| GIVEN PROBLEM |
Copy out the data from the line containing "In the photo below, where can the blurred" through the line containing "point(509, 151)", replacing every "photo" with "image" and leaving everything else unchanged. Omit the pictures.

| DATA ENTRIES |
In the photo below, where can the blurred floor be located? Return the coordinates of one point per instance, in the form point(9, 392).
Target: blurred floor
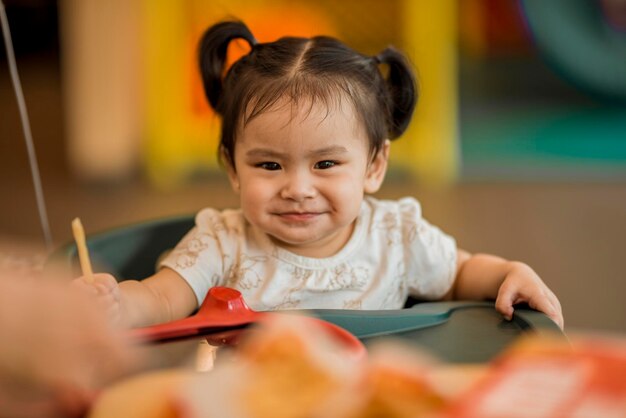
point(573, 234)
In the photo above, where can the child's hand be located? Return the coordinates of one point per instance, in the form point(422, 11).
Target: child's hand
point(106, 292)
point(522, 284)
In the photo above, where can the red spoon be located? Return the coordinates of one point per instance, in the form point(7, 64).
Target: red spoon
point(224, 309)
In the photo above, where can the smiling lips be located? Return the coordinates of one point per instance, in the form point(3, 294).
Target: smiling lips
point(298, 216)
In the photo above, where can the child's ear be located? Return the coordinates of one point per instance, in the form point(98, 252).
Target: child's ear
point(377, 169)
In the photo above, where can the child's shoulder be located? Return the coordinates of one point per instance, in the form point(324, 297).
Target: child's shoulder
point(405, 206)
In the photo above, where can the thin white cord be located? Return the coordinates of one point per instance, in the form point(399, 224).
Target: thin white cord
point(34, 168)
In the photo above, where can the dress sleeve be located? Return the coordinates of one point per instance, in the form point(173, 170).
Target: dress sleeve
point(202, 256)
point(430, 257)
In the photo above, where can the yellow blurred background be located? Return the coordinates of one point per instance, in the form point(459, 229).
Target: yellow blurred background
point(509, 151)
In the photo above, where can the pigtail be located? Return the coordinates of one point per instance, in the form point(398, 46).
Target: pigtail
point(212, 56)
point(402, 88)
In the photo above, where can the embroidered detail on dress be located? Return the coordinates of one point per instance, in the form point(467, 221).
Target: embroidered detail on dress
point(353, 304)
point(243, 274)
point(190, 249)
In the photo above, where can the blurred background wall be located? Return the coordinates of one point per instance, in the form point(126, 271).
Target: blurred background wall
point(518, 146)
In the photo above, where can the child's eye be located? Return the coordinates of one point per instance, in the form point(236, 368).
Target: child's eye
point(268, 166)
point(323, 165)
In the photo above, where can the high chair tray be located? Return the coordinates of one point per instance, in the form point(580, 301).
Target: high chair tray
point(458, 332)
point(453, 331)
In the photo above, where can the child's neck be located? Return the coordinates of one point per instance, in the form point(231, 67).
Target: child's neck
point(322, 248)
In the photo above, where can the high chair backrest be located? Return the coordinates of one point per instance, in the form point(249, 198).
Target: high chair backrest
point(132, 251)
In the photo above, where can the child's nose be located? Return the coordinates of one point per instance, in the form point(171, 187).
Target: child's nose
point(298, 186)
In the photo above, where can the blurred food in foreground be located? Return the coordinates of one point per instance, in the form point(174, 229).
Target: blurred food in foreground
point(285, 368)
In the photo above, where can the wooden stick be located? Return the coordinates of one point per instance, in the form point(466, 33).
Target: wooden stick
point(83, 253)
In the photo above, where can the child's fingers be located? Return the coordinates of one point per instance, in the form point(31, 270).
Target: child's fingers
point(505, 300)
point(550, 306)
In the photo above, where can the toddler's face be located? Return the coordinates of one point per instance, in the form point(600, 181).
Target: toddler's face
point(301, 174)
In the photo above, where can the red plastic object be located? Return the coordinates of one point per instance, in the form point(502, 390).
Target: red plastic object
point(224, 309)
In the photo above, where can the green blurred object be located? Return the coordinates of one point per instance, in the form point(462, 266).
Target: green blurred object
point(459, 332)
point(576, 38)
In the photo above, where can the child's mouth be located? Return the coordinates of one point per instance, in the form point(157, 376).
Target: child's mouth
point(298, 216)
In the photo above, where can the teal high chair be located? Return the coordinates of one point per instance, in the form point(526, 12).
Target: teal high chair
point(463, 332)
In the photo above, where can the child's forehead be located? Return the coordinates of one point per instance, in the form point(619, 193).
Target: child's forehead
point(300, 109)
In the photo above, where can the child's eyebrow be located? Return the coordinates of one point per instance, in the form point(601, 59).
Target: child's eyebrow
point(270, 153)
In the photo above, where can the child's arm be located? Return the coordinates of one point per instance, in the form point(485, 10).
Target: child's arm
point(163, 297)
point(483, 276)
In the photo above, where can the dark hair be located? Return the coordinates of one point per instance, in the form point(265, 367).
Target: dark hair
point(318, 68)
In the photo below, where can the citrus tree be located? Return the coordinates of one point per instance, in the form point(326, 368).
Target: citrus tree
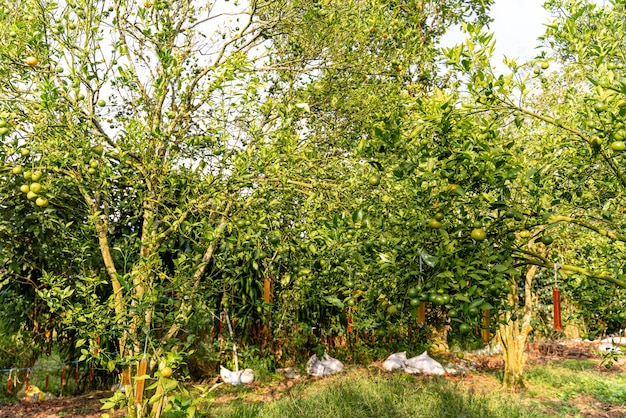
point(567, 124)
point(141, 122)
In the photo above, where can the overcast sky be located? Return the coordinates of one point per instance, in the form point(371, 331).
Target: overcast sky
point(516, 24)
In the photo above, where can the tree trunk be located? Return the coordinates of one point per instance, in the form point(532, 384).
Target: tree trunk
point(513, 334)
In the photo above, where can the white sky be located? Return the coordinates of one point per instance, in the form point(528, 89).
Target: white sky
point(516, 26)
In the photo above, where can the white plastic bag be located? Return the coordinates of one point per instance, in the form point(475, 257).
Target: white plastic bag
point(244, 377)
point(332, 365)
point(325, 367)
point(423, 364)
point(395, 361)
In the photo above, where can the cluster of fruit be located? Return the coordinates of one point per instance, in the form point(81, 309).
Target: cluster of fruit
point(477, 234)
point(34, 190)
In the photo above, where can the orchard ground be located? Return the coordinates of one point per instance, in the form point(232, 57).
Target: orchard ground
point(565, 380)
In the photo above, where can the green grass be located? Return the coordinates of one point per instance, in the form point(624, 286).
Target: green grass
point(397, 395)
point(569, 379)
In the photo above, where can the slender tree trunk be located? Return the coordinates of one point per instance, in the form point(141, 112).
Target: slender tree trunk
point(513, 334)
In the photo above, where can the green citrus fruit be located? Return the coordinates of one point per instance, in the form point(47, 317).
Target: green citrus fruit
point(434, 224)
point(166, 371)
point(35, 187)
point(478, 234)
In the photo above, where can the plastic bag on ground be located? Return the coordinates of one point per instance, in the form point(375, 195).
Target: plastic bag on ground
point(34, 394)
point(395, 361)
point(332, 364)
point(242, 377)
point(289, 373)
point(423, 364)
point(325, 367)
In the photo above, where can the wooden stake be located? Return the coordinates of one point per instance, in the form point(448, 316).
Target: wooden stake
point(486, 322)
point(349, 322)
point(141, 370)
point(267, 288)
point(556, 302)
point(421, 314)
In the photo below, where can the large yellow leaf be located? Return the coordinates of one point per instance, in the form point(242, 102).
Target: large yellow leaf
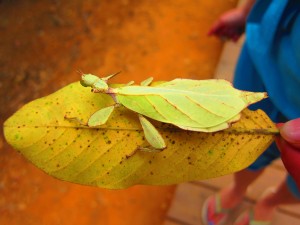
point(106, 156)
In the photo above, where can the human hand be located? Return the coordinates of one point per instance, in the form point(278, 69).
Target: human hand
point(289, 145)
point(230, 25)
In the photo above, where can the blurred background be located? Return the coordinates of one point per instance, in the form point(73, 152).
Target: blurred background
...
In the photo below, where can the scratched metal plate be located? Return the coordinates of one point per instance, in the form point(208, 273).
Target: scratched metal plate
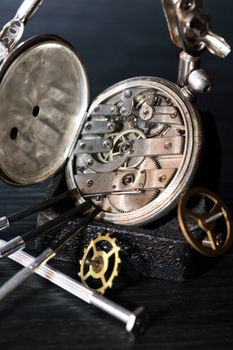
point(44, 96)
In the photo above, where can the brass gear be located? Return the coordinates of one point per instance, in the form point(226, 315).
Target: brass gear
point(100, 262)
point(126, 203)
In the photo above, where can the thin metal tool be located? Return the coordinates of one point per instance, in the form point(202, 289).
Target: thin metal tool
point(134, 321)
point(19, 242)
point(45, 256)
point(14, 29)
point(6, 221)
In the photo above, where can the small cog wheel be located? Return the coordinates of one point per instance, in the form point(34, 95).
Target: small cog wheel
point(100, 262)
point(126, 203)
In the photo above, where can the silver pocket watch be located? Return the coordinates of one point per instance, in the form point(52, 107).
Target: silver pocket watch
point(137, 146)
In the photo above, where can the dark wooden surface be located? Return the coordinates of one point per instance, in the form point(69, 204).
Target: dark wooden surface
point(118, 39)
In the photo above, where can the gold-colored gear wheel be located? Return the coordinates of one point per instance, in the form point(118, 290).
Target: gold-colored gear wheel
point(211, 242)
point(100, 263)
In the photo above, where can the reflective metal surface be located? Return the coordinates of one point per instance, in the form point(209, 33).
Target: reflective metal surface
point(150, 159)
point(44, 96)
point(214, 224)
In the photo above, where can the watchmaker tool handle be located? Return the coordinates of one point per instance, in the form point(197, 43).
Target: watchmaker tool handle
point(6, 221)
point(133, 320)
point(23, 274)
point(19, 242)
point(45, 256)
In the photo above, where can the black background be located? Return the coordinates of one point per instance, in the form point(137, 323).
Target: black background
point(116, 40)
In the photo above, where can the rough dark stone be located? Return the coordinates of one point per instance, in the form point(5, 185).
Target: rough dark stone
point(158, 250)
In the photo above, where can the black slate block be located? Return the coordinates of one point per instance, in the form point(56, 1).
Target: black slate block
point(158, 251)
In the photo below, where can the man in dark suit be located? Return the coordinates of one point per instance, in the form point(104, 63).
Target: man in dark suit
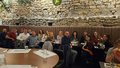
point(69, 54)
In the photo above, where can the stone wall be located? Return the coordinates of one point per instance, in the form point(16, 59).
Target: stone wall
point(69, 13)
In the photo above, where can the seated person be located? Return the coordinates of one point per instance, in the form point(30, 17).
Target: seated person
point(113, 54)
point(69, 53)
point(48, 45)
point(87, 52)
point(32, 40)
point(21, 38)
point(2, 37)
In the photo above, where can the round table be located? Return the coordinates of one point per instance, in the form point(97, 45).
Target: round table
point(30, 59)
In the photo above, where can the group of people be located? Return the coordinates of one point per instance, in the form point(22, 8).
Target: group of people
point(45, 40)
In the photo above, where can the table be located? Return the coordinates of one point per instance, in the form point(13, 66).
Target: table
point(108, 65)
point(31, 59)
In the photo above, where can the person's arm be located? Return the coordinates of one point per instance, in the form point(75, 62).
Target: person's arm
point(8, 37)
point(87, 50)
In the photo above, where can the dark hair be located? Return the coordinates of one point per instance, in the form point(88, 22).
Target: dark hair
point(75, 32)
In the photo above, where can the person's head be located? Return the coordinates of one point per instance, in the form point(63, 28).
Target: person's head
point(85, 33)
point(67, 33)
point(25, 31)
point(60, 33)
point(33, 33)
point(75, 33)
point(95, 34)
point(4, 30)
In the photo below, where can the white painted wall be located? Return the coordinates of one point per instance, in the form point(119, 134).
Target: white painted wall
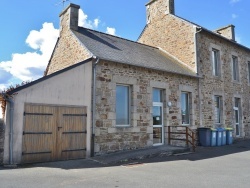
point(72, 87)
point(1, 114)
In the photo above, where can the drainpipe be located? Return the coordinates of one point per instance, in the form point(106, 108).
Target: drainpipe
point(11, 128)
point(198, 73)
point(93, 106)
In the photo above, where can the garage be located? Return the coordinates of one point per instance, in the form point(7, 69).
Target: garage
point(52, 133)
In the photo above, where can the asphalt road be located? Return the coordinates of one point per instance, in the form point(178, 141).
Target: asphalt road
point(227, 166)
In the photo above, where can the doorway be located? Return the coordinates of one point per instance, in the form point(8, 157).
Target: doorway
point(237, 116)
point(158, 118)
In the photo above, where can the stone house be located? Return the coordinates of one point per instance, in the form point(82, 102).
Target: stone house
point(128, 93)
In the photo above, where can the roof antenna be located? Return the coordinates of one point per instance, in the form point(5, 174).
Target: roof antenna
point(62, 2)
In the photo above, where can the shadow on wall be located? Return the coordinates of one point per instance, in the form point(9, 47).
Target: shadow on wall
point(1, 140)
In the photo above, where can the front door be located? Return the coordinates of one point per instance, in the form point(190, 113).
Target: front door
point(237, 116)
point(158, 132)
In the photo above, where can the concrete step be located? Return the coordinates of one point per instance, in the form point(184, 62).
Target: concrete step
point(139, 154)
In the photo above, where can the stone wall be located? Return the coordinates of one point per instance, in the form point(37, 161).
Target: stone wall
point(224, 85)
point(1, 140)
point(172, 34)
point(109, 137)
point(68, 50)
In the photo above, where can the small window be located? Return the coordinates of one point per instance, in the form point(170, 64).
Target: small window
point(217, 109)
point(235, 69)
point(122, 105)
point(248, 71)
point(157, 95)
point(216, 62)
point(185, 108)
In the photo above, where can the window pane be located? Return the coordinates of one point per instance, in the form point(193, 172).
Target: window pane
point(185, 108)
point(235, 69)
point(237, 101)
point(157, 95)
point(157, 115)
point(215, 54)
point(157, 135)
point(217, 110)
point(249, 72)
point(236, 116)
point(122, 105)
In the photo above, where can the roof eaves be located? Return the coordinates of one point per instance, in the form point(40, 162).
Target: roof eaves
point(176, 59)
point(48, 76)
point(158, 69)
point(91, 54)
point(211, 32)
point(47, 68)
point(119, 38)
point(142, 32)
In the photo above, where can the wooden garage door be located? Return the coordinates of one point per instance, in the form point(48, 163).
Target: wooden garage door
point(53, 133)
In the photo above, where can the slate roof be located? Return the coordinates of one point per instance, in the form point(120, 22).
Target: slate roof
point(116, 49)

| OUTPUT FOR THIS EXERCISE |
In the image below, where can the blurred floor be located? Return the coordinates of one point per instance, in the form point(9, 392).
Target: blurred floor
point(573, 234)
In the image above, where can the child's hand be located? Return the coordinates of one point per instance, in the form point(422, 11).
Target: child's hand
point(106, 292)
point(522, 284)
In the image above, where can the red spoon be located? Return the coordinates of one point per instance, in the form point(7, 64).
Target: red spoon
point(224, 309)
In the image above, where can the smiling lips be located? Return the coordinates of one point per instance, in the form point(3, 294).
Target: smiling lips
point(298, 216)
In the image above, where can the child's ear be located? Return the coordinates of one point per instance, in the form point(98, 252).
Target: child's ear
point(377, 169)
In the image above, where can the child's shoulder be located? Return the coordinates of one point per instance, in the form point(324, 297).
Target: child's shoulder
point(405, 206)
In the image above, where can the thin white cord be located? Return the coordinates of one point per instance, in the form point(399, 224).
Target: thin white cord
point(34, 168)
In the image above, where can the dress sleeve be located? Return the coordinates of one point per instance, in the form point(173, 170).
Target: dress sleeve
point(202, 256)
point(430, 257)
In the image above, where can the yellow blurred background be located? Return the coordinates of one point per instance, in the form point(459, 229).
Target: yellow blurred background
point(509, 151)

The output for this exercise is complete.